# WHAT YOU WILL DO
Copy each line of the data exactly. Leave nothing out.

Collection entries:
>>>

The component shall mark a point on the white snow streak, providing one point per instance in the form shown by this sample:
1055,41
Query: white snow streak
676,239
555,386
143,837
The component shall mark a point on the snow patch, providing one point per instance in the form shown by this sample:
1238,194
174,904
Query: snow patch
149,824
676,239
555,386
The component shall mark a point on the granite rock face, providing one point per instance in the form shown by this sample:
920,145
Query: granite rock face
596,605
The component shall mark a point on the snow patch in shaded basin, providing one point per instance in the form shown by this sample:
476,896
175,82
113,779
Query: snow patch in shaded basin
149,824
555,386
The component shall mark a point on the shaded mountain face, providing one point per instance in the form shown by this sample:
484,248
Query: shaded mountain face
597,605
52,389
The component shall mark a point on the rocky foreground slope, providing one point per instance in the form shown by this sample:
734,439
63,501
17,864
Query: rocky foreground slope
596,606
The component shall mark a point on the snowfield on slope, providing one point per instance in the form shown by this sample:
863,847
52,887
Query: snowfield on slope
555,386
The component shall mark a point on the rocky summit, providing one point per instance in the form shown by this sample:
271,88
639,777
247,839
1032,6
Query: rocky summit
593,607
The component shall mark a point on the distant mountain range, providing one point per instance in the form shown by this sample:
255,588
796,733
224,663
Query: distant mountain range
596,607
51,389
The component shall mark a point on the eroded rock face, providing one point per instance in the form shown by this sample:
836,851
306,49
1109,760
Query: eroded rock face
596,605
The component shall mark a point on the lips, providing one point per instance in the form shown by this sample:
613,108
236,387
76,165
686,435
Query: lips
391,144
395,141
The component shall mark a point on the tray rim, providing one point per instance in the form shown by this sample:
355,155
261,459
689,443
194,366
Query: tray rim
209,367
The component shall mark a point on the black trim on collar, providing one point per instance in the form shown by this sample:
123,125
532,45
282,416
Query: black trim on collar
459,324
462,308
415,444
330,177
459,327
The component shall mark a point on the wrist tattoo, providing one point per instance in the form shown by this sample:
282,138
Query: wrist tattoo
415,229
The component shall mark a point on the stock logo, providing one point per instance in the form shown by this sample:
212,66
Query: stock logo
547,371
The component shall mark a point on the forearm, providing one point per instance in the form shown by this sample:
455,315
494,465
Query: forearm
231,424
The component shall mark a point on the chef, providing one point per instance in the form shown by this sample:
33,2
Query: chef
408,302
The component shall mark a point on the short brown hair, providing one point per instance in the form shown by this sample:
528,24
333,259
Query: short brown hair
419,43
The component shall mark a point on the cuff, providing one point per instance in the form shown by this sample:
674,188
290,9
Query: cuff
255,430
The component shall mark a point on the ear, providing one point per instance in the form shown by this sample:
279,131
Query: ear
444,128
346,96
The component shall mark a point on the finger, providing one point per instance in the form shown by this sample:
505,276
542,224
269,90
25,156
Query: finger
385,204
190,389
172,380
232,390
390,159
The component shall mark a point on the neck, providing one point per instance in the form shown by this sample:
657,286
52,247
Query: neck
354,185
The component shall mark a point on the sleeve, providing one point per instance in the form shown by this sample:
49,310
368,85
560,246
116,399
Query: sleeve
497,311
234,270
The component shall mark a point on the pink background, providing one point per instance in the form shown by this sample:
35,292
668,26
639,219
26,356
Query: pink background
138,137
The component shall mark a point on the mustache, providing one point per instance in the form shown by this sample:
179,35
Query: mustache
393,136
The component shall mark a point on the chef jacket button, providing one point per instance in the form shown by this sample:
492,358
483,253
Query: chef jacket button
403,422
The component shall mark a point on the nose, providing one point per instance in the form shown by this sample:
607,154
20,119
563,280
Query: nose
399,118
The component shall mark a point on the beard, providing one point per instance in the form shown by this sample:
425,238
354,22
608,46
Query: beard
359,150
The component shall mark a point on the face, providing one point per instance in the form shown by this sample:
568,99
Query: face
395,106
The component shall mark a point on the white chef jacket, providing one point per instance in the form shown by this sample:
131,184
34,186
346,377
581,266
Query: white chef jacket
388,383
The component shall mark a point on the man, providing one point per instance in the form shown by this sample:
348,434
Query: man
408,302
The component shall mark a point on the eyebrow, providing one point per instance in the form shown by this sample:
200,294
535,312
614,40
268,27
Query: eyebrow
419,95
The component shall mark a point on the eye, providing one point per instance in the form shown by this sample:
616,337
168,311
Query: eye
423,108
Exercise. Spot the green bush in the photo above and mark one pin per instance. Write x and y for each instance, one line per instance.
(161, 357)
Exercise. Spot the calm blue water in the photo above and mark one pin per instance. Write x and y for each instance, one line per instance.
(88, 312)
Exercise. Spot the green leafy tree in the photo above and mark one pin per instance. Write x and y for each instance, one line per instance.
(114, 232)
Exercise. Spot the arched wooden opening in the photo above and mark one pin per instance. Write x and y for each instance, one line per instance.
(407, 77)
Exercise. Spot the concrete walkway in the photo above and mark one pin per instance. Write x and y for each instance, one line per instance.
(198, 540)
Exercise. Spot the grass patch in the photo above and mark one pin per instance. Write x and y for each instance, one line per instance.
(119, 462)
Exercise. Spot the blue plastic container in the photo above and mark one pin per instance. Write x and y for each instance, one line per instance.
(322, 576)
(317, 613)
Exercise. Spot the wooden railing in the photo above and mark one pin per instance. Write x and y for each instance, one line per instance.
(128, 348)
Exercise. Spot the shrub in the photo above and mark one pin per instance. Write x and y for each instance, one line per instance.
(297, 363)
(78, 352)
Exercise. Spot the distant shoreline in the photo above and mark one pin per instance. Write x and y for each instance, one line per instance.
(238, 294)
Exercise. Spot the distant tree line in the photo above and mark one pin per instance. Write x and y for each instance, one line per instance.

<<<

# TASK SOLUTION
The component shall mark a point on the white snow streak, providing one point per instance in the form shown by this sample:
1055,41
Query: white snow streak
676,239
555,386
143,837
The component shall mark a point on the snow patch, providing one point per instance in the form shown by this sample:
1238,194
174,904
Query: snow patch
149,824
676,239
555,386
The component shall mark a point on the granite rock face, providing one point per instance in the form shown by this sample:
920,145
Query: granite rock face
596,605
The component shall mark a point on the snow patch in shaded basin, providing one point per instance in the form shown by this sample:
476,896
175,82
113,779
Query: snow patch in shaded basin
149,824
555,386
The component shall mark a point on the shaded mountain face, providing one point per instance in the form shown by this sample:
484,248
Query: shaded mountain face
597,605
52,389
The component shall mark a point on the rocky foreground slope, providing one point per instance in the form shown by this sample:
734,439
63,501
17,864
Query: rocky foreground slope
596,606
The component shall mark a point on the snowfield on slope, providing one point per instance in the form shown by this sample:
863,847
52,887
Query: snowfield on slope
555,386
The component shall mark a point on the rocky summit, providing one point per instance in the form shown by this sample:
271,88
639,777
247,839
1032,6
Query: rocky summit
593,607
The component shall mark a point on the distant mountain range, providing one point per instance in the form shown by this sample:
255,588
796,733
224,663
Query: distant mountain range
596,607
51,389
The component shall mark a point on the eroded rock face, providing one point per instance in the form shown by this sample:
836,851
306,49
1109,760
Query: eroded rock face
596,605
The component shall mark a point on the lips, providing one point per instance in the form shown by this sample:
613,108
236,387
76,165
686,435
Query: lips
391,144
395,141
The component shall mark a point on the tray rim, providing one point per instance in the form shown by this sample:
355,155
261,459
689,443
194,366
Query: tray rim
209,367
The component shall mark a point on the black trim on collar, providing one point per instance in the form shown by this sample:
123,125
532,45
282,416
Query: black trim on collar
459,324
462,308
415,444
330,177
459,327
The component shall mark a point on the wrist tattoo, providing one point per instance in the form shown by this sample:
282,138
Query: wrist tattoo
415,229
The component shall mark a point on the stock logo, providing one point per instance in the form shown by this sample:
212,66
Query: stock logo
547,371
The component shall mark a point on the forearm, providing one point per instance in the form shown by this sample:
455,315
494,465
Query: forearm
231,424
The component shall mark a point on the chef, providing one point per instance in the form shown by this sample:
33,2
Query: chef
408,302
The component shall mark a point on the short brown hair, providing one point per instance in the form shown by this sample:
528,24
333,259
Query: short brown hair
419,43
The component shall mark a point on the cuff, providing one point per instance in the form shown by this sample:
674,188
290,9
Query: cuff
255,430
The component shall mark a point on the ear, providing one point per instance in the form shown by this sample:
279,131
Query: ear
444,128
346,96
The component shall mark a point on the finger, providing one point per instance in the form shown by this sample:
505,276
542,224
269,90
25,156
Query: finger
385,204
190,389
172,380
232,390
390,159
The component shall mark a point on the neck, providing one point per instance in the form shown by this sample:
657,286
52,247
Query: neck
354,185
The component shall mark a point on the sleeve, providing one point per instance in the form shown by this sample:
49,310
368,85
560,246
116,399
Query: sleeve
497,311
234,270
The component shall mark a point on the pink background, providing one point per instance in the form shown by this sample:
35,292
668,26
639,219
26,356
Query: pink background
138,137
The component shall mark a point on the mustache, providing one point per instance in the form shown by this sample:
179,35
Query: mustache
393,136
The component shall mark a point on the chef jacket button, providing one point per instance in the form shown by this sample:
492,358
483,253
Query: chef jacket button
403,422
The component shall mark a point on the nose, providing one point per instance in the form shown by this sample:
607,154
20,119
563,280
Query: nose
399,118
The component shall mark a point on the beard, providing one point per instance in the form shown by this sample:
425,238
354,22
608,46
Query: beard
359,150
The component shall mark a point on the face, providing one point per instance in the form shown by this sample:
568,99
Query: face
395,106
The component shall mark a point on the white chef jacket, providing one point per instance in the form shown by this sample:
131,184
34,186
346,377
581,266
Query: white chef jacket
388,383
The component shall mark a point on the man, providing one point per instance in the form shown by this sample:
348,434
Query: man
408,302
The component shall mark a point on the eyebrow, providing one point per instance in the form shown by this sample:
200,294
535,312
614,40
268,27
Query: eyebrow
419,95
The component shall mark a point on the eye, providing one point per instance in the form shown by this sample:
616,337
168,311
Query: eye
423,108
Exercise. Spot the green bush in the photo above and mark one pin per instance. Write x and y for each instance, one line per instance.
(161, 357)
Exercise. Spot the calm blue water in the photo above and mark one pin per instance. Write x and y for each instance, one line per instance.
(88, 312)
Exercise. Spot the green leafy tree in the photo above and mark one pin per instance. Write x and y for each instance, one line per instance.
(114, 232)
Exercise. Spot the arched wooden opening in the photo above and mark one pin per instance. Write x and y for each instance, one line per instance.
(407, 77)
Exercise. Spot the concrete walkway in the photo above and mark one pin per instance. Write x and y for each instance, one line per instance.
(198, 540)
Exercise. Spot the grass patch in the photo above and mark one pin per instance. Write x and y for each instance, one line per instance.
(119, 462)
Exercise. Spot the blue plastic container in the photo above and mark one pin per instance. Write x and y for each instance, one line per instance.
(322, 576)
(317, 613)
Exercise. Spot the wooden railing in the photo above and mark one pin per instance. Write x and y for each instance, one line per instance.
(128, 348)
Exercise. Spot the shrub in the photo above and mark one pin per instance. Write x and y for each instance, one line per instance.
(297, 363)
(78, 352)
Exercise. Spot the distant shoreline in the photo above and mark one pin per instance. Write x and y for each instance, one line per instance.
(238, 294)
Exercise. Spot the distant tree line in the photo above and mark one pin per instance. Write x and y for each instance, one line per instance.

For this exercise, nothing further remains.